#### Text
---

TOKYO, April 1 (Reuters) - JERA said on Monday it has begun a demonstration of co-firing 20% of ammonia with coal at its Hekinan thermal power station in central Japan, in what it said is the world's first trial using a large amount of the gas at a major commercial plant.

Japan's top power generator initially planned to start the trial from March 26, but it was delayed for about a week as the testing of equipment and other things required time to ensure safety.

The trial could move Japan, the world's fifth-biggest CO2 emitter, a step closer to its goal of using ammonia and hydrogen in thermal power generation to aid in reaching its 2050 goal of carbon neutrality.

Environmentalists have criticized the move as a way to extend the life of dirty coal-fired power generation.

JERA, a joint venture between Tokyo Electric Power and Chubu Electric Power, will conduct the trial, together with heavy machinery maker IHI, for about three months to check characteristics of the plant overall, including nitrogen oxide (NOx) emissions and the impact on boilers and ancillary equipment.

---

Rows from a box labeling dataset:

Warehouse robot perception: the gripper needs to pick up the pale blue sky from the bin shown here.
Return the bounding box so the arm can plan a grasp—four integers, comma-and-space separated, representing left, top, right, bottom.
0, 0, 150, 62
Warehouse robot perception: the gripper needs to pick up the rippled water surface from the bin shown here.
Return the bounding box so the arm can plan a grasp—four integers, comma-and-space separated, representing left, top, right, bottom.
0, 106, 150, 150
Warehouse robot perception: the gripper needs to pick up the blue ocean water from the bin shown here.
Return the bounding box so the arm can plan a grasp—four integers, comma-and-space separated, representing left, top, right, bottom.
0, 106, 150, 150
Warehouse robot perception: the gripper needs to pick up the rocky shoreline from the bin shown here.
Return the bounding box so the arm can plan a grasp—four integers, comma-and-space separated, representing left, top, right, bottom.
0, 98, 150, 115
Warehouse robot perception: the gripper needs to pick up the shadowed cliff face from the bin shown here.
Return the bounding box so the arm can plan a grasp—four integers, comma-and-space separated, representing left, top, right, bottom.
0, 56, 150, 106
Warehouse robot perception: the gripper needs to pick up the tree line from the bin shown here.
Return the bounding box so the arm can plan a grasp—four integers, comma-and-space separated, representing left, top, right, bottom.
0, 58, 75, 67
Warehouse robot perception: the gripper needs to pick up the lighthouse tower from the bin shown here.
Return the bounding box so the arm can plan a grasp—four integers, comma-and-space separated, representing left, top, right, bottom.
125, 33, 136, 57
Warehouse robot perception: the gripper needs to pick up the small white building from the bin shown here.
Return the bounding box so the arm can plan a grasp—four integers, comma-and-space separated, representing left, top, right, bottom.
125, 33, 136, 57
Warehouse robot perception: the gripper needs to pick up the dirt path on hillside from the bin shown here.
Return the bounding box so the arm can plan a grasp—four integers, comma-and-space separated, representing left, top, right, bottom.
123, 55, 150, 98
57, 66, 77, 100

---

#### Directions
**1)** Output the passage of the JERA article starting at "The trial could" and ending at "of carbon neutrality.", copied word for word.
**2)** Gather every line of the rows that contains the string "blue", matching case exactly.
The JERA article and the rows come from unrelated sources.

#### Solutions per task
**1)**
The trial could move Japan, the world's fifth-biggest CO2 emitter, a step closer to its goal of using ammonia and hydrogen in thermal power generation to aid in reaching its 2050 goal of carbon neutrality.

**2)**
Warehouse robot perception: the gripper needs to pick up the pale blue sky from the bin shown here.
Warehouse robot perception: the gripper needs to pick up the blue ocean water from the bin shown here.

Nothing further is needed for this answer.